■ **Exercise requirements**
After finding the line with "15L36 8L28 7L20" in the data below, set down exactly each line through the one with "negative clicks: (31, 47) (78, 55)", inclusive, and stop there.

****************

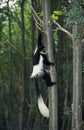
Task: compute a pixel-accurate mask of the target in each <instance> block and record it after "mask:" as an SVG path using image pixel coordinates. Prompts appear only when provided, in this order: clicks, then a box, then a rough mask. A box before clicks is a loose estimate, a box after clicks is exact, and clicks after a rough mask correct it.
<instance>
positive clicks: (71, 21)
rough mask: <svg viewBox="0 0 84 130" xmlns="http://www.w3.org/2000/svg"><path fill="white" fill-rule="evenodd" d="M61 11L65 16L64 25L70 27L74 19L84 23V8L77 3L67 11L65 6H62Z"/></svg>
mask: <svg viewBox="0 0 84 130" xmlns="http://www.w3.org/2000/svg"><path fill="white" fill-rule="evenodd" d="M62 11H63V14H64V15H65V16H66V19H64V22H65V24H66V27H69V28H71V27H72V25H74V23H75V21H77V22H78V24H79V25H80V24H81V25H82V26H83V25H84V17H83V16H84V10H83V9H82V8H81V7H80V6H79V5H78V6H75V7H74V8H72V9H70V10H69V11H67V8H66V7H62Z"/></svg>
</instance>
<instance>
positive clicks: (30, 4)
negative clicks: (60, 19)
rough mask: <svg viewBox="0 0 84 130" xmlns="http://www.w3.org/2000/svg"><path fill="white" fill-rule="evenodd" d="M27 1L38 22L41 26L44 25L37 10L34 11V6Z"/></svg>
mask: <svg viewBox="0 0 84 130" xmlns="http://www.w3.org/2000/svg"><path fill="white" fill-rule="evenodd" d="M27 1H28V3H29V5H30V7H31V9H32V11H33V14H34V15H35V17H36V18H37V19H38V21H39V22H40V23H41V24H43V21H42V19H41V18H40V17H39V16H38V14H37V13H36V11H35V9H34V8H33V6H32V5H31V3H30V1H29V0H27Z"/></svg>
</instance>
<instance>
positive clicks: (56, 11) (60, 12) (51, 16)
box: [51, 10, 62, 20]
mask: <svg viewBox="0 0 84 130" xmlns="http://www.w3.org/2000/svg"><path fill="white" fill-rule="evenodd" d="M61 15H62V12H61V11H59V10H54V11H53V14H52V15H51V18H52V19H53V20H58V19H59V17H60V16H61Z"/></svg>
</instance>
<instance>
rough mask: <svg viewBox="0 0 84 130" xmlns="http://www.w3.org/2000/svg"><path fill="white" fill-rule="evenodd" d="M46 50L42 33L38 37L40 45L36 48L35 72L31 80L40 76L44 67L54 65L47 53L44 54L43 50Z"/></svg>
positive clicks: (38, 40)
mask: <svg viewBox="0 0 84 130" xmlns="http://www.w3.org/2000/svg"><path fill="white" fill-rule="evenodd" d="M43 49H45V47H44V45H43V44H42V34H41V33H40V34H39V36H38V45H37V46H36V49H35V51H34V57H33V72H32V74H31V77H30V78H34V77H36V76H40V73H41V71H42V70H43V65H44V64H45V65H48V66H49V65H54V63H51V62H50V61H48V59H47V56H46V52H43V51H42V50H43Z"/></svg>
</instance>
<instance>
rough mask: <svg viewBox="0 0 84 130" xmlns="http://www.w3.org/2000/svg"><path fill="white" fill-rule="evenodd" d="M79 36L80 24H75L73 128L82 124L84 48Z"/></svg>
mask: <svg viewBox="0 0 84 130" xmlns="http://www.w3.org/2000/svg"><path fill="white" fill-rule="evenodd" d="M77 36H78V24H77V23H76V22H75V24H74V25H73V103H72V129H74V128H76V130H81V128H82V127H81V125H82V48H81V43H80V40H79V39H77Z"/></svg>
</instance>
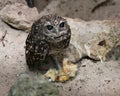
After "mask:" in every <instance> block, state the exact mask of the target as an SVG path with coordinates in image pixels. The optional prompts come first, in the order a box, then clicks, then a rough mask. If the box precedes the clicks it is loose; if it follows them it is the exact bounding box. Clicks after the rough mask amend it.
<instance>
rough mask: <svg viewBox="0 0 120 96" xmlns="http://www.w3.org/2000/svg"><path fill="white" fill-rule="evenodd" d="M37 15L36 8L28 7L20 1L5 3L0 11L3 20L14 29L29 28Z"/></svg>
mask: <svg viewBox="0 0 120 96" xmlns="http://www.w3.org/2000/svg"><path fill="white" fill-rule="evenodd" d="M38 16H39V14H38V11H37V9H36V8H29V7H28V6H27V5H24V4H22V3H15V4H12V5H7V6H6V7H4V8H3V9H2V10H1V12H0V17H1V19H2V20H3V21H5V22H6V23H8V24H9V25H11V26H12V27H14V28H16V29H21V30H24V31H25V30H29V29H30V27H31V25H32V23H33V22H34V21H35V20H36V19H37V17H38Z"/></svg>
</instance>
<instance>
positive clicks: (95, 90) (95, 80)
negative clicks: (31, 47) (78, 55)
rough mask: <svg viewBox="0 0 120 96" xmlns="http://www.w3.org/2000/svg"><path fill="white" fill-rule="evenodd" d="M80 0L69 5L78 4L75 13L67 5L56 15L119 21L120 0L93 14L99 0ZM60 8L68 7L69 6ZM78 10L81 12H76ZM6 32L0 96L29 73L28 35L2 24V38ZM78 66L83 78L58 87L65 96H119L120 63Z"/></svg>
mask: <svg viewBox="0 0 120 96" xmlns="http://www.w3.org/2000/svg"><path fill="white" fill-rule="evenodd" d="M47 1H49V0H46V2H47ZM66 1H68V0H66ZM77 1H78V0H76V2H77ZM79 1H80V3H79V4H78V5H76V4H77V3H73V2H74V0H71V2H69V3H68V5H70V6H72V5H75V6H74V7H73V9H71V10H73V11H71V10H70V9H69V8H71V7H69V6H67V9H64V7H60V8H61V9H60V10H57V12H58V13H59V14H60V15H63V16H68V17H73V18H77V17H78V18H81V19H84V20H92V19H101V20H102V19H119V18H120V10H119V7H120V6H119V5H120V0H113V1H114V2H115V4H111V5H107V6H102V7H99V8H98V9H96V11H95V12H93V13H91V9H92V8H93V7H94V6H96V3H91V2H93V1H94V2H95V1H98V0H91V1H90V0H79ZM35 2H36V0H35ZM37 4H39V3H37ZM46 4H47V3H46ZM44 6H47V5H44ZM61 6H66V3H64V4H63V5H61ZM86 6H87V7H86ZM50 8H51V7H50ZM75 8H76V9H77V10H78V9H79V10H78V11H77V10H75ZM39 10H43V9H39ZM47 10H48V11H49V10H50V9H47ZM43 11H44V10H43ZM75 11H76V12H75ZM49 12H50V13H52V12H51V11H49ZM55 13H56V12H55ZM6 30H7V34H6V37H5V39H4V43H5V46H4V45H3V43H2V42H0V54H1V55H0V96H7V94H8V90H9V88H10V87H11V85H12V84H14V82H15V81H16V78H17V75H18V74H20V73H24V72H26V71H28V70H27V67H26V63H25V56H24V45H25V39H26V37H27V33H24V32H23V31H20V30H15V29H12V28H11V27H9V26H8V25H6V24H5V23H3V22H2V21H0V37H2V36H3V34H4V32H5V31H6ZM79 64H80V65H81V67H80V68H79V72H78V73H79V74H80V75H78V76H77V77H76V78H75V79H74V80H72V81H68V82H67V83H65V84H58V85H59V86H63V90H62V91H61V94H62V95H63V96H120V91H119V90H120V70H119V69H120V60H117V61H116V60H110V61H108V62H104V63H101V62H97V63H93V62H92V61H90V60H83V61H82V62H81V63H79Z"/></svg>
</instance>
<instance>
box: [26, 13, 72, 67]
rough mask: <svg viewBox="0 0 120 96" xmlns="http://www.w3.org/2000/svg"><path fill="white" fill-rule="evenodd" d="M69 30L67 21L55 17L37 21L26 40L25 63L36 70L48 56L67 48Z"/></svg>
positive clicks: (49, 17)
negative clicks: (35, 69) (25, 59)
mask: <svg viewBox="0 0 120 96" xmlns="http://www.w3.org/2000/svg"><path fill="white" fill-rule="evenodd" d="M70 38H71V30H70V26H69V25H68V23H67V21H66V20H65V19H64V18H62V17H60V16H57V15H46V16H43V17H41V18H40V19H39V20H37V21H36V22H35V23H34V24H33V25H32V28H31V32H30V33H29V35H28V37H27V39H26V51H25V54H26V61H27V65H28V67H29V68H30V69H36V68H37V67H39V65H40V64H42V63H43V62H44V61H45V60H46V58H47V57H48V56H50V55H51V56H52V55H54V54H57V53H59V52H61V51H62V50H63V49H65V48H67V47H68V46H69V42H70Z"/></svg>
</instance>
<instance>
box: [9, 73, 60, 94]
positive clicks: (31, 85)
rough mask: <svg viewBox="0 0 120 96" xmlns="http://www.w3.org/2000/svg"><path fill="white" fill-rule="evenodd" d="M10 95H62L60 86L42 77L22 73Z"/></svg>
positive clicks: (13, 87) (13, 88)
mask: <svg viewBox="0 0 120 96" xmlns="http://www.w3.org/2000/svg"><path fill="white" fill-rule="evenodd" d="M8 96H60V95H59V90H58V88H57V87H56V86H55V85H54V84H52V83H50V82H48V81H46V80H44V79H42V77H41V78H40V76H39V77H35V76H34V77H33V76H30V75H28V74H22V76H20V77H19V78H18V80H17V82H16V83H15V84H14V85H13V86H12V87H11V89H10V91H9V95H8Z"/></svg>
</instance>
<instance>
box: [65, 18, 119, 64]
mask: <svg viewBox="0 0 120 96" xmlns="http://www.w3.org/2000/svg"><path fill="white" fill-rule="evenodd" d="M67 20H68V23H69V24H70V26H71V32H72V38H71V45H70V47H69V48H68V49H67V52H64V53H65V56H66V57H69V59H70V60H72V61H74V62H75V61H78V60H79V59H80V58H82V57H84V56H89V57H91V58H93V59H95V60H101V61H105V60H107V58H106V57H108V54H109V53H110V52H111V51H112V50H114V49H116V48H118V50H119V49H120V47H119V46H120V21H118V20H117V21H115V20H113V21H111V20H104V21H90V22H85V21H82V20H77V19H76V20H73V19H69V18H68V19H67ZM65 51H66V50H65ZM117 54H120V52H118V53H117Z"/></svg>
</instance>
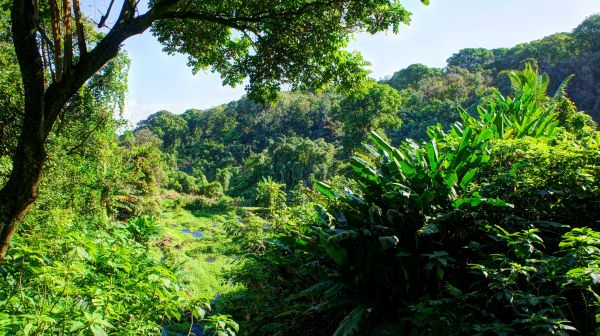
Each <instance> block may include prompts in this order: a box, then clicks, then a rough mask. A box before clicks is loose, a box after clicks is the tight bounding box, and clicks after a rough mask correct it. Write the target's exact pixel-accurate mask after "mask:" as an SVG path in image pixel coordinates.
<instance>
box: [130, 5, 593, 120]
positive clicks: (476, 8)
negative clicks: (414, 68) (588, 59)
mask: <svg viewBox="0 0 600 336" xmlns="http://www.w3.org/2000/svg"><path fill="white" fill-rule="evenodd" d="M430 2H431V4H430V5H429V6H424V5H422V4H421V3H420V2H419V1H418V0H405V1H403V3H405V6H406V7H407V8H408V9H410V10H411V11H412V12H413V16H412V22H411V25H410V26H404V27H402V28H401V29H400V32H399V33H398V34H397V35H394V34H391V33H387V34H386V33H383V34H378V35H375V36H371V35H358V36H356V38H355V41H354V42H352V43H351V45H350V47H349V49H350V50H358V51H360V52H361V53H362V54H363V57H364V58H365V59H366V60H368V61H369V62H371V64H372V65H371V67H370V70H371V71H372V77H374V78H377V79H379V78H383V77H384V76H390V75H392V74H393V73H394V72H395V71H397V70H399V69H402V68H404V67H406V66H408V65H410V64H413V63H423V64H426V65H429V66H437V67H442V66H444V65H445V61H446V59H447V58H448V57H450V56H451V55H452V54H453V53H454V52H456V51H458V50H459V49H462V48H467V47H484V48H498V47H512V46H514V45H516V44H519V43H523V42H529V41H531V40H535V39H539V38H542V37H544V36H547V35H550V34H553V33H556V32H565V31H571V30H572V29H573V28H574V27H576V26H577V25H578V24H579V23H580V22H581V21H583V20H584V19H585V18H586V17H587V16H589V15H591V14H594V13H600V1H599V0H430ZM125 50H126V51H127V53H128V55H129V57H130V58H131V61H132V62H131V70H130V73H129V93H128V100H127V106H126V110H125V117H126V118H127V119H129V120H130V121H131V122H132V123H133V124H135V123H137V122H138V121H139V120H142V119H144V118H145V117H147V116H148V115H150V114H152V113H154V112H156V111H159V110H162V109H165V110H169V111H171V112H174V113H182V112H184V111H185V110H186V109H188V108H201V109H203V108H209V107H212V106H216V105H220V104H224V103H227V102H229V101H232V100H235V99H238V98H239V97H241V96H242V95H243V94H244V90H243V85H242V86H239V87H237V88H231V87H223V86H222V85H221V80H220V78H219V76H218V75H217V74H212V73H199V74H197V75H192V72H191V70H190V69H189V68H188V67H187V66H186V57H185V56H183V55H176V56H169V55H167V54H165V53H163V52H162V51H161V46H160V44H159V43H158V42H156V40H155V38H154V37H153V36H152V34H150V33H149V32H146V33H144V34H142V35H139V36H135V37H133V38H131V39H129V40H128V41H126V43H125Z"/></svg>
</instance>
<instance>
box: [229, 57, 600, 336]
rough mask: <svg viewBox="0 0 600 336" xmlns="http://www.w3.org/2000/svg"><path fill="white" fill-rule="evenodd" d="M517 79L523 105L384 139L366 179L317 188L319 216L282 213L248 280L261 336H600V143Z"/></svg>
mask: <svg viewBox="0 0 600 336" xmlns="http://www.w3.org/2000/svg"><path fill="white" fill-rule="evenodd" d="M511 80H512V83H513V86H514V87H515V89H516V90H515V94H516V96H515V97H514V98H511V97H503V96H500V95H498V96H497V97H496V98H495V99H493V100H491V101H489V102H488V103H486V104H484V105H482V106H480V107H478V114H479V115H478V116H477V117H472V116H470V115H468V114H467V113H466V112H462V113H461V118H462V120H461V122H460V123H456V124H455V125H454V126H453V127H452V129H451V130H450V131H449V132H446V131H444V130H443V129H442V128H441V127H440V126H439V125H438V126H432V127H430V128H429V129H428V130H427V133H428V136H429V140H427V141H424V142H422V143H416V142H414V141H408V142H402V143H401V144H400V145H399V146H398V147H393V146H391V145H390V144H389V143H388V142H386V141H385V140H384V139H383V138H381V137H380V136H379V135H377V134H376V133H372V135H371V141H372V145H365V148H366V151H367V152H368V154H361V155H359V156H355V157H354V158H352V161H351V165H352V168H353V170H354V174H353V175H352V180H353V182H354V183H352V184H351V185H349V187H340V184H339V183H337V185H335V184H334V185H329V184H326V183H318V184H317V185H316V187H317V189H318V190H319V191H320V192H321V193H322V195H323V197H322V198H317V199H316V203H315V206H316V208H315V209H316V211H308V212H306V210H304V213H305V214H304V215H302V216H299V215H298V214H296V215H294V214H292V213H290V214H288V215H285V214H283V215H281V216H282V217H281V218H279V219H277V220H276V221H282V222H283V223H285V225H284V226H283V227H279V228H277V229H274V230H273V234H272V236H271V238H270V239H272V240H271V243H270V245H269V246H270V248H268V249H267V250H266V251H265V252H264V253H262V254H261V255H259V256H255V257H254V258H253V259H254V260H255V261H254V262H251V263H249V264H248V266H246V267H245V269H246V270H244V271H242V272H241V273H239V275H238V276H239V277H240V278H241V279H242V281H245V282H247V285H248V286H249V288H251V289H252V291H253V292H254V294H250V295H256V296H257V297H261V298H269V299H262V301H261V300H258V299H257V300H258V302H257V303H255V304H253V305H250V306H249V307H247V308H246V309H247V310H246V311H245V314H252V315H251V316H252V317H251V318H250V320H249V321H247V322H245V323H244V325H243V326H246V328H250V329H249V330H248V332H250V333H251V334H273V333H276V334H285V335H289V334H304V333H306V332H310V333H311V334H318V335H321V334H322V335H327V334H332V333H333V334H334V335H364V334H381V335H385V334H410V335H432V334H434V335H439V334H451V335H465V334H468V335H487V334H490V333H491V334H500V335H514V334H533V335H536V334H539V335H567V334H571V333H572V332H576V331H578V332H579V333H581V334H585V335H593V334H595V333H597V332H598V330H599V329H598V323H599V322H598V321H599V318H600V313H599V312H598V310H597V307H598V304H599V301H598V298H599V296H598V289H599V288H598V267H597V263H598V262H599V260H598V254H597V251H598V248H599V246H598V243H599V242H598V232H597V231H596V230H597V223H598V220H599V217H598V213H597V211H595V210H594V209H596V208H598V206H599V203H598V200H599V198H598V196H599V192H600V188H599V187H600V184H599V182H598V176H599V175H598V169H599V163H600V156H599V154H600V151H599V149H600V147H599V145H600V142H599V140H600V138H599V133H598V132H596V131H593V130H591V129H588V131H589V133H586V135H585V136H579V137H578V136H577V135H575V134H573V133H570V132H569V131H567V130H566V129H565V128H564V127H563V126H564V125H562V124H561V122H560V121H559V115H560V114H561V113H565V112H564V111H561V109H562V108H564V105H565V104H566V105H570V104H572V103H570V102H569V101H568V99H567V98H565V97H564V96H563V95H561V94H558V95H557V96H555V98H549V97H547V96H545V91H544V90H545V87H546V86H545V85H543V84H544V83H545V81H546V77H544V76H541V75H538V74H537V71H536V69H535V68H534V67H532V66H528V67H527V68H526V69H525V70H524V71H522V72H513V73H512V74H511ZM570 113H576V112H573V111H571V112H570ZM566 172H568V173H566ZM342 186H343V183H342ZM289 216H292V218H295V219H291V218H290V217H289ZM307 216H308V217H307ZM257 268H258V270H257ZM310 284H312V286H309V285H310ZM233 300H235V298H233ZM237 309H239V307H238V308H237ZM238 314H240V313H238ZM242 314H243V313H242ZM242 329H243V328H242Z"/></svg>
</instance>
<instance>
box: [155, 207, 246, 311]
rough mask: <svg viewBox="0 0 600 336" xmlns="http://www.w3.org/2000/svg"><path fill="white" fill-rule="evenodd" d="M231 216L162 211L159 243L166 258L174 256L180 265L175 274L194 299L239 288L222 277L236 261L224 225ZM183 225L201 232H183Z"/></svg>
mask: <svg viewBox="0 0 600 336" xmlns="http://www.w3.org/2000/svg"><path fill="white" fill-rule="evenodd" d="M232 216H234V215H230V214H227V213H222V214H219V213H203V212H198V211H197V212H194V213H192V212H190V211H187V210H185V209H176V210H166V211H164V212H163V213H162V216H161V218H160V220H159V225H160V226H161V228H162V232H161V237H160V239H159V244H163V246H164V247H163V250H165V249H166V250H168V255H169V258H174V261H175V262H176V263H179V264H180V265H181V268H180V271H179V272H178V274H177V275H178V276H179V277H180V279H181V280H182V281H183V282H184V283H185V290H186V291H187V292H189V293H190V294H191V296H192V298H194V299H198V300H203V301H207V302H209V301H211V300H213V299H215V298H216V297H218V296H220V295H223V294H226V293H229V292H232V291H235V290H238V289H239V286H237V287H236V286H234V285H232V284H230V283H229V282H228V281H227V279H226V277H225V274H226V273H227V272H228V270H230V269H231V268H232V267H234V264H235V254H234V249H233V248H232V243H231V240H230V239H229V238H228V237H227V235H226V234H225V231H224V229H223V225H224V223H225V222H226V221H227V220H233V217H232ZM185 229H187V230H190V231H192V232H196V231H200V232H202V234H203V236H202V237H201V238H195V237H194V236H192V235H191V234H185V233H183V232H182V231H183V230H185ZM161 242H162V243H161Z"/></svg>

****************

■ **Task response**
rough mask: <svg viewBox="0 0 120 96" xmlns="http://www.w3.org/2000/svg"><path fill="white" fill-rule="evenodd" d="M37 15L36 8L28 7L20 1L5 3L0 11L3 20L14 29L29 28Z"/></svg>
mask: <svg viewBox="0 0 120 96" xmlns="http://www.w3.org/2000/svg"><path fill="white" fill-rule="evenodd" d="M38 16H39V14H38V11H37V9H36V8H29V7H28V6H27V5H24V4H22V3H15V4H12V5H7V6H6V7H4V8H3V9H2V10H1V12H0V17H1V19H2V20H3V21H5V22H6V23H8V24H9V25H11V26H12V27H14V28H16V29H21V30H24V31H25V30H29V29H30V27H31V25H32V23H33V22H34V21H35V20H36V19H37V17H38Z"/></svg>
</instance>
<instance>
positive clicks: (95, 90) (95, 80)
negative clicks: (31, 47) (78, 55)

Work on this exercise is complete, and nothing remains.